### Quoted passage
-=-=-=-=-

This may surprise but in general I think for the passive investor LIC's will generate less returns and probably be less tax efficient than a good ETF, yet I have allocated about the same amount of capital to PET as my largest positions.

Firstly I like the portfolio, if I had the ability to invest directly in international shares I would be happy to hold any or all of the stocks held by PET. To get this ar a nice discount to NTA is a bonus.

The investment manager, Wayne Peters is very conservative, there is a nice chunk of cash on the balance sheet to take advantage of any further volatility along with some nice growth assets like Berkshire and Fairfax Financial who have a long history of doing the same thing.

Apart from Cochlear, my portfolio is very concentrated on Australian earning, this vehicle gives me some nice diversification.

I do not expect this stock to give me fast, spectacular returns but as a nice steady compounding machine I think it is a no brainer.


----------



## robusta

The discussion on Collins Foods has given me a lot to think about. This stock has by far the most debt in the portfolio, perhaps I have underestimated the worst case scenario or overestimated the stability of earnings and cash flow from this business.

The basic question for me now comes down to risk / reward. Hopefully holding until the next reporting season is the correct course of action I am still wrestling with that decision.

-=-=-=-=-

### Challenge A
From the investing forum thread, quote the stretch from "The investment manager, Wayne" through "from this business.".
### Challenge B
Translate this sentence from the investing forum thread into Spanish: "I do not expect this stock to give me fast, spectacular returns but as a nice steady compounding machine I think it is a no brainer."

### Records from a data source

-=-=-=-=-

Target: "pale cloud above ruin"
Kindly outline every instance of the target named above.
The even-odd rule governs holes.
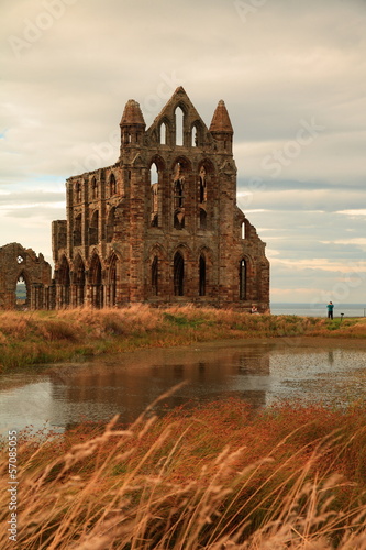
[[[289,285],[293,254],[304,262],[296,301],[308,299],[314,257],[324,268],[343,258],[346,271],[366,254],[364,0],[3,0],[0,10],[1,245],[51,260],[66,177],[115,162],[130,98],[149,124],[182,85],[208,125],[225,100],[239,189],[252,194],[243,208],[285,262],[273,264],[274,289]],[[326,280],[312,270],[309,288],[336,284],[335,271]]]

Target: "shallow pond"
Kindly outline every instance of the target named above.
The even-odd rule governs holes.
[[[366,398],[366,342],[318,339],[224,341],[153,349],[0,376],[0,431],[82,419],[123,422],[176,384],[157,413],[235,396],[254,407],[282,399],[346,405]]]

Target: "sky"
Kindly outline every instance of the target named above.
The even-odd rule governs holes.
[[[52,264],[66,178],[113,164],[125,102],[182,86],[234,128],[273,302],[366,304],[366,0],[2,0],[0,246]]]

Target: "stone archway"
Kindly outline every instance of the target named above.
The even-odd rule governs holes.
[[[16,302],[16,287],[24,280],[25,297]],[[0,309],[48,309],[53,301],[51,265],[43,254],[19,243],[0,248]]]

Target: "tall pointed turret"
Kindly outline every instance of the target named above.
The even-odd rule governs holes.
[[[234,131],[231,125],[228,109],[222,99],[220,99],[215,108],[209,130],[212,136],[220,142],[221,151],[231,154]]]
[[[124,146],[131,145],[132,147],[142,145],[142,136],[145,131],[146,124],[140,105],[134,99],[129,99],[126,102],[122,119],[121,127],[121,150]]]

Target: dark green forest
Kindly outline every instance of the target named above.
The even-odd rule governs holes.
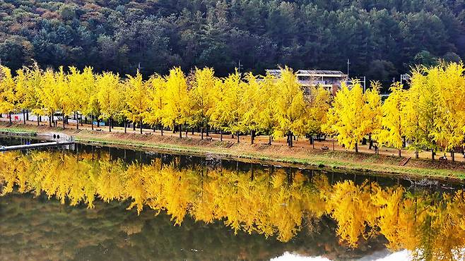
[[[2,0],[0,59],[145,75],[288,65],[389,82],[465,57],[465,0]]]

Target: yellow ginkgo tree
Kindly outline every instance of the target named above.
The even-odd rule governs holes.
[[[179,67],[170,71],[166,77],[165,97],[162,123],[172,129],[177,126],[179,138],[182,138],[182,126],[187,123],[189,94],[186,77]]]
[[[124,114],[126,119],[134,124],[139,124],[142,134],[142,123],[150,107],[147,84],[142,80],[142,75],[139,72],[135,77],[127,75],[126,81],[126,110]]]
[[[377,94],[377,91],[364,94],[360,81],[354,80],[351,86],[343,83],[342,89],[336,95],[333,107],[328,112],[329,126],[325,128],[336,133],[338,142],[346,149],[355,148],[358,152],[358,142],[379,123],[380,115],[376,115],[380,111],[377,108],[379,99],[372,97]]]
[[[406,90],[400,83],[394,83],[390,90],[389,97],[382,104],[382,128],[376,132],[375,138],[379,144],[399,150],[401,157],[406,135]]]
[[[274,135],[287,135],[288,145],[293,147],[293,137],[305,134],[306,105],[304,93],[297,75],[289,68],[281,70],[276,81],[276,119]]]

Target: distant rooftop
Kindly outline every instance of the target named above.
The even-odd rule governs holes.
[[[341,71],[326,71],[326,70],[299,70],[297,71],[297,75],[334,75],[343,77],[346,75]]]
[[[279,77],[281,74],[280,69],[268,69],[266,73]],[[347,77],[347,75],[341,71],[328,70],[298,70],[296,73],[298,76],[326,76],[326,77]]]

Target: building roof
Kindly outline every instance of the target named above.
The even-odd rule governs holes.
[[[297,71],[298,76],[327,76],[327,77],[347,77],[347,75],[341,71],[326,70],[299,70]]]
[[[280,69],[267,69],[265,70],[266,73],[275,75],[280,76],[281,71]],[[327,71],[327,70],[299,70],[296,73],[298,76],[310,76],[310,77],[347,77],[346,74],[341,71]]]

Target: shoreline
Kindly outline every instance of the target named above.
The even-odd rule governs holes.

-=-=-=-=-

### Correct response A
The investment manager, Wayne Peters is very conservative, there is a nice chunk of cash on the balance sheet to take advantage of any further volatility along with some nice growth assets like Berkshire and Fairfax Financial who have a long history of doing the same thing.

Apart from Cochlear, my portfolio is very concentrated on Australian earning, this vehicle gives me some nice diversification.

I do not expect this stock to give me fast, spectacular returns but as a nice steady compounding machine I think it is a no brainer.


----------



## robusta

The discussion on Collins Foods has given me a lot to think about. This stock has by far the most debt in the portfolio, perhaps I have underestimated the worst case scenario or overestimated the stability of earnings and cash flow from this business.

### Correct response B
No espero que esta acción me dé rendimientos rápidos y espectaculares, pero, como una máquina de capitalización compuesta buena y constante, creo que es una elección obvia.